##### Records to use

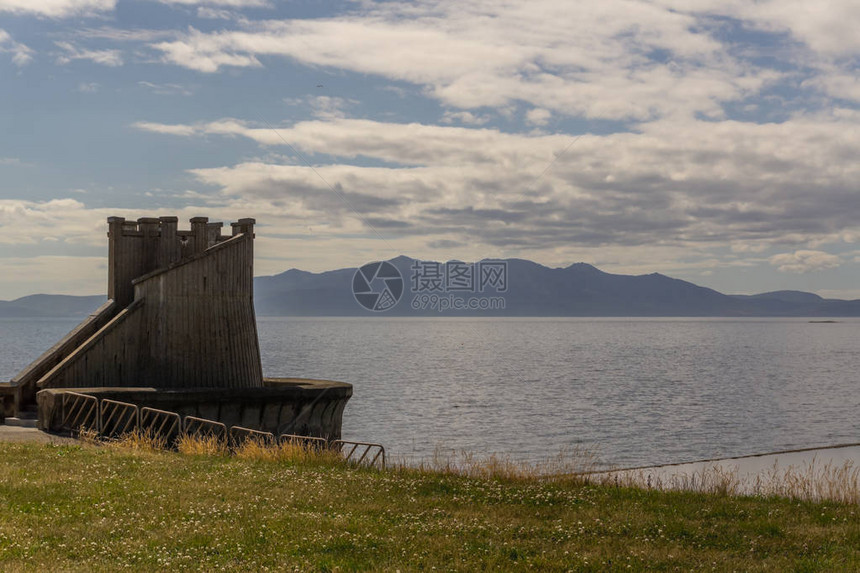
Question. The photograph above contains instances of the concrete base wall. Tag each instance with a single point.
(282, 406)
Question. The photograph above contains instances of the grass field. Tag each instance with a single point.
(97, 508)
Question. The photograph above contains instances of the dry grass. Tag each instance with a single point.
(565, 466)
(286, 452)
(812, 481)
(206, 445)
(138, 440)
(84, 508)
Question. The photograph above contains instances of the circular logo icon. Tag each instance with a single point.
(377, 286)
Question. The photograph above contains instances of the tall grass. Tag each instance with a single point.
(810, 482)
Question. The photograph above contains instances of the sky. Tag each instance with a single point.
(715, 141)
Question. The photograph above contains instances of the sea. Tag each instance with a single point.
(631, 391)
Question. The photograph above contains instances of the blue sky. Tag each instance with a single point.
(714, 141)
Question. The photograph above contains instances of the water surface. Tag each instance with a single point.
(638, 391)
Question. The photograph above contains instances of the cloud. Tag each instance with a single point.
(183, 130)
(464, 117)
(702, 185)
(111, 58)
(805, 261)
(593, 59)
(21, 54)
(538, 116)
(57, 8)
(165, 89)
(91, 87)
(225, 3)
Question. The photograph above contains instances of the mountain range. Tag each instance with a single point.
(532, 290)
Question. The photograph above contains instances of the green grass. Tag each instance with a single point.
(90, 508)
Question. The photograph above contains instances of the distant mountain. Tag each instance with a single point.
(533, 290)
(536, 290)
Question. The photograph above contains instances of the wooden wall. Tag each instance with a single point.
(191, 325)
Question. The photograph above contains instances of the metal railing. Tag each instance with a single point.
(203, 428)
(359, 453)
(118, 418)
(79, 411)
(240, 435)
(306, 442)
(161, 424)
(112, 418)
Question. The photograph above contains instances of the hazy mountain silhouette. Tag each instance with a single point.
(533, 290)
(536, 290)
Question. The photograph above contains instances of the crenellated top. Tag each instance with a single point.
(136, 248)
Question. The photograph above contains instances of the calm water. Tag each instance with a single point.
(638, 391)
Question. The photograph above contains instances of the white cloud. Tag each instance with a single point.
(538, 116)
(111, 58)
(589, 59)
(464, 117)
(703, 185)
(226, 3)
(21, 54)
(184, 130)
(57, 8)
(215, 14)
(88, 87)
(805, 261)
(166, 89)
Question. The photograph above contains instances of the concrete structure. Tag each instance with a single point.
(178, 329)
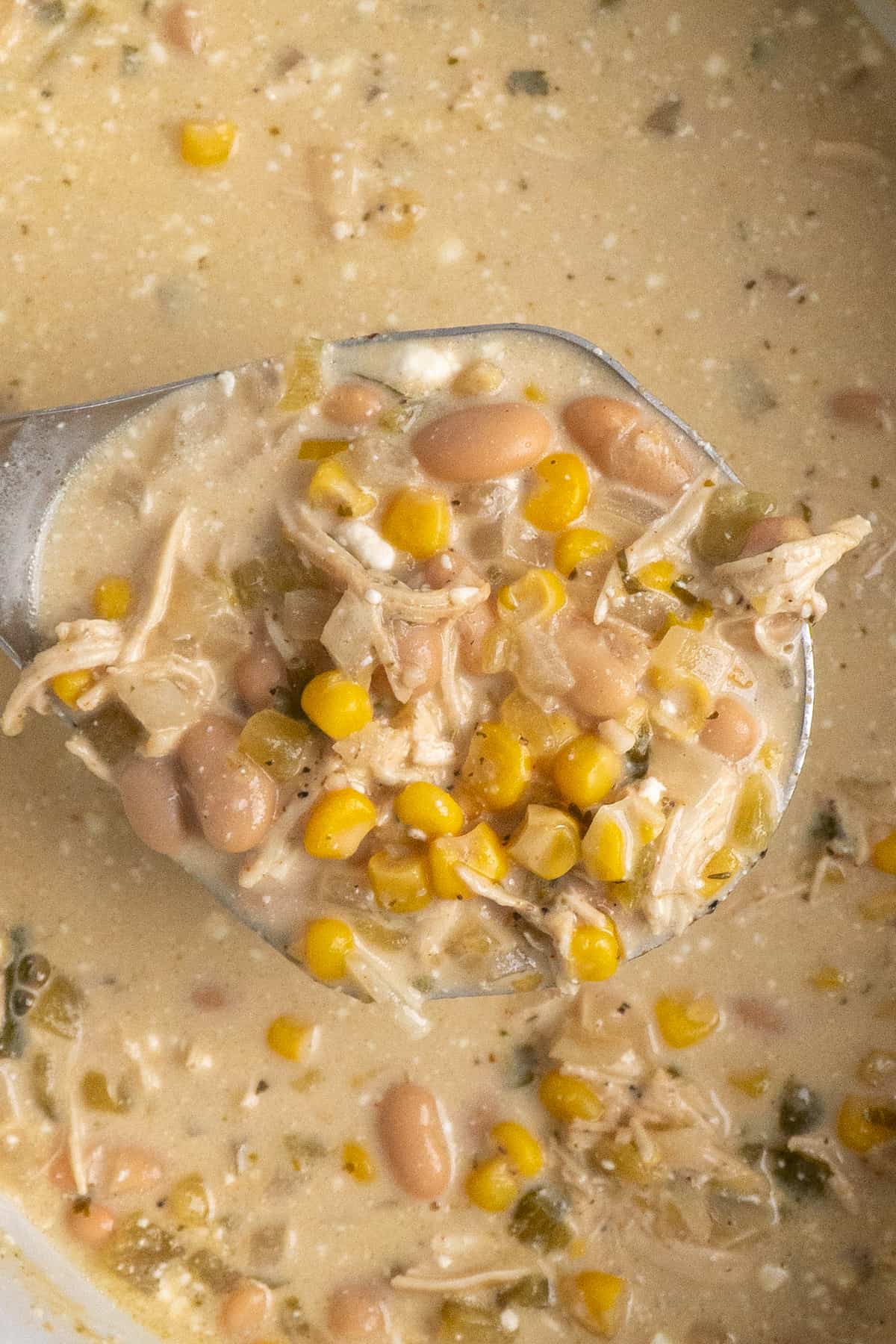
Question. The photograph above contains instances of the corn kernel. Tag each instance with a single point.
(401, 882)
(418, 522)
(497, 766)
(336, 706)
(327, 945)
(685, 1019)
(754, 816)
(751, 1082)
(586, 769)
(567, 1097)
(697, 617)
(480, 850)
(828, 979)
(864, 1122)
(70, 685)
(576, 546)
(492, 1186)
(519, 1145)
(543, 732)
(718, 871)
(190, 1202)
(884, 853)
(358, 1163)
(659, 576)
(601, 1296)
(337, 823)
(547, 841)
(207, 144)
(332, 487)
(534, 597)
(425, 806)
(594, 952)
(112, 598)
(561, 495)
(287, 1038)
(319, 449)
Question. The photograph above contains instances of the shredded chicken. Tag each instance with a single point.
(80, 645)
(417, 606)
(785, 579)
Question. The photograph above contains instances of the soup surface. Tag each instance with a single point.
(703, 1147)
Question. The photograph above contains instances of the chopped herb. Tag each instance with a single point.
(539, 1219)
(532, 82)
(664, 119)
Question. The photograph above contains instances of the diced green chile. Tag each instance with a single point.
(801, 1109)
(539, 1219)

##########

Reproduce every line of the listing above verbatim, omitting the pictures.

Question. The photograph above contains instances of the concrete base wall. Tag each instance with a single point.
(282, 406)
Question. The photograph above contains instances of the grass field. Tag each instance with a single point.
(97, 508)
Question. The photograph above contains instances of the dry grass. Tag each instance with a single point.
(565, 466)
(286, 452)
(812, 481)
(206, 445)
(138, 440)
(84, 508)
Question. The photograph above contains instances of the circular logo icon. Tag each instance with a single point.
(377, 286)
Question. The photograph above contains instances of the tall grass. Tag each instance with a single point.
(810, 482)
Question. The photograph above contains instances of the sky. Tag each instance with a single point.
(715, 141)
Question. The photograph above contains instances of the sea. Tag each instance with a single point.
(631, 391)
Question. The photograph above contains instances of the blue sky. Tag each instance with a single point.
(714, 141)
Question. The photograph above contains instances of the water surface. Tag each instance with a single point.
(638, 391)
Question. The photograph above contains instances of the cloud. Tag each instance with a single point.
(183, 130)
(464, 117)
(702, 185)
(111, 58)
(805, 261)
(593, 59)
(21, 54)
(538, 116)
(57, 8)
(165, 89)
(91, 87)
(225, 3)
Question. The photograph above contains instances of the mountain range. Tag each instance with a single point.
(532, 290)
Question. The photograph above contains instances of the green grass. Tag each instance with a single point.
(90, 508)
Question. The photograph above contains instances of the distant mountain. Tag each instance with a single point.
(533, 290)
(536, 290)
Question. The photograph above contains instances of the wooden wall. Tag each instance with a single point.
(191, 325)
Question. The photograph above contains instances of the metal railing. Tag each instance with a single point.
(203, 428)
(359, 453)
(118, 418)
(79, 411)
(240, 435)
(306, 442)
(161, 424)
(112, 418)
Question. The photograph above contains instances of the hazy mountain silhouette. Tag each instance with a single point.
(533, 290)
(536, 290)
Question. The photograph above contains instances of the crenellated top. Tag each instance with a single point.
(136, 248)
Question. The photograph above contains instances of the calm water. Tag each instance with a single point.
(638, 391)
Question. The photograph above contains instances of the white cloud. Tag each instance with a single point.
(538, 116)
(111, 58)
(589, 59)
(464, 117)
(703, 185)
(226, 3)
(21, 54)
(184, 130)
(57, 8)
(215, 14)
(88, 87)
(805, 261)
(166, 89)
Question. The photograph above contains instances of the concrete structure. Tag each instance with a single point.
(178, 329)
Question. The photograph above contains instances of the corn kernel. Tag each instance with a single point.
(401, 882)
(418, 522)
(497, 766)
(336, 706)
(327, 945)
(685, 1019)
(754, 816)
(751, 1082)
(586, 769)
(567, 1097)
(697, 617)
(480, 850)
(828, 979)
(864, 1122)
(70, 685)
(576, 546)
(492, 1186)
(519, 1145)
(543, 732)
(718, 871)
(190, 1202)
(884, 853)
(358, 1163)
(659, 576)
(601, 1296)
(337, 823)
(547, 841)
(207, 144)
(332, 487)
(534, 597)
(425, 806)
(594, 952)
(112, 598)
(561, 495)
(287, 1038)
(319, 449)
Question. The photograph above contains instances of the shredded chicken. Tag each instance with a single point.
(80, 645)
(417, 606)
(785, 579)
Question. The photograph above contains instances of the soup surface. Tag each instance with a single point.
(703, 1147)
Question. The photograph above contains instances of the chopped herb. Tag each instance with a single point.
(539, 1219)
(532, 82)
(664, 119)
Question. The photograph above contains instances of the diced green chile. Tag each instance with a single point.
(801, 1109)
(539, 1219)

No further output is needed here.